* 課題の目的:
バリトン歌手の髙田智宏さんへのインタビュー記事を、最後の文の後から続けて書いてください。

オランダ人の“苦悩”とは──髙田智宏(バリトン)インタビュー

オランダ人の“苦悩”とは──髙田智宏(バリトン)インタビュー

約20年にわたり、ドイツの歌劇場で出演を重ね、「ドイツ宮廷歌手」の称号を持つ髙田智宏さん。芸術文化センターには2013年「セビリャの理髪師」で初登場以来、7度目の登場になります。主要な役で多彩に活躍してきた髙田さんが今回務めるのは、呪われし運命の男、オランダ人。現在所属するカールスルーエ・バーデン州立歌劇場で忙しく活躍される中、お話をうかがいました。

ドイツでは、北のバルト海に臨むキールの歌劇場に13年間在籍された後、現在はドイツ南西のカールスルーエで活躍されています。

キールは、ゆったりとした雰囲気のある街でしたが、カールスルーエの方が劇場の規模も大きく、お客様も厳しい目で劇場に来られているかもしれません。
私がカールスルーエに移籍したのは2020年9月でコロナの真っ只中。予定通りに公演を開催するのが難しい状況だったため、なおさら認知されるのに時間がかかりましたが、先日、初日を迎えた『道化師』の公演後には「良かったよ」と声をかけていただくなど、お客様にも徐々に認めていただけるようになったと感じます。

ドイツの歌劇場はレパートリーが幅広く、高田さんも60を超える役を歌われているそうですね。ワーグナー作品にも多数出演されています。オランダ人役はいかがでしょうか?

実は、オランダ人は初めての役なのです! 今回のお話をいただいたときは、不安もありました。ワーグナーは一筋縄ではいきませんからね。
でも、何年か前、キール時代にお世話になったコレペティの方が辞められるときに私に「ぜひ、10年後に歌ってくれ」と、渡してくださったのが『さまよえるオランダ人』のスコアだったのです。その時は思わず、「こんなにすごい役が自分に歌えるのか?」と答えてしまいましたが、彼が「必ず歌える」と言ってくれた言葉が今、現実となり、運命を感じています。

“一筋縄ではいかない”とおっしゃるワーグナー、歌う側は高い歌唱技術が求められます。

オーケストラが厚いので、ドラマティックに歌おうとしてしまうのですが、一方、たくさんの音がある中で、いかに言葉を乗せていくかが重要になります。子音の使い方、どういうタイミングでどういう色を乗せるべきか、一つ一つ丁寧に読み込んでいかなければなりません。
役について、オランダ人は“苦悩”という言葉で片づけられないほど、追い詰められ、裏切られ、絶望している。それは音楽の中にも表れていて、例えば「オランダ人のモノローグ」では、音楽がなかなか解決しない。やっと長調で終止したかと思うとまた短調に戻ったり…。まさに魂がさまよい続けている、という感じです。

聴く方も共にオランダ人の苦悩を追体験することになるのですね。では、ワーグナーの面白さはどこにあるのでしょうか?

* 元データ:

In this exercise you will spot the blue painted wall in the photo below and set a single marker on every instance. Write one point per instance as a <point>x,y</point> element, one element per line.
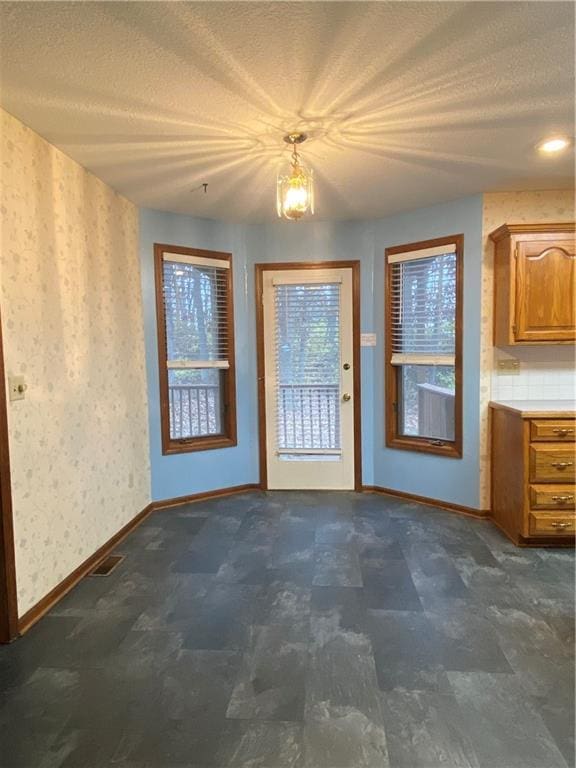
<point>448,479</point>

* 課題への回答:
歌手としても、聴衆としても、物語に惹きこまれすぎて、“時間がどこかに行ってしまう”のがワーグナー作品です。
そして『オランダ人』はワーグナーの彼らしさが初めて出てきた作品で、手に汗握りながら、壮大なオーケストレーションの中、あっという間に観られます。
ワーグナーは『オランダ人』の作曲前、リガからバルト海、北海を通ってパリに航路で向かったときに激しい嵐に遭ったといいます。私もキールからノルウェーのオスロに船で行ったことがあるのですが、北海に出たとたん、海がものすごく荒れるのです!『オランダ人』の音楽にはそんな海の荒れ狂う姿が反映されていて、聴けば聴くほどその情景が目に浮かびます。

 

2018年「魔弾の射手」カスパー役での出演

佐渡裕芸術監督プロデュースオペラは7度目の出演となります。

兵庫は日本での第二の故郷のようなもの。今では実家のある静岡よりも滞在期間が長いです(笑)。
兵庫でのオペラは、佐渡さんによる雄大なオーケストラの指揮、演出やダブルキャストの歌手、豪華な装置などここでしか味わえないものがたくさんあり、ここで多くのお客様の声援を浴びることは歌手冥利につきます。
PACオーケストラは一つ一つに対する集中力が素晴らしい。佐渡さんの手腕もあり、一体感があって歌いやすく、アンサンブルを一緒に作っていけます。
合唱も非常にクオリティが高いので、『オランダ人』では大きな聴かせどころとなるでしょうね。

演出家のテンメさんとは2018年「魔弾の射手」でご一緒されました。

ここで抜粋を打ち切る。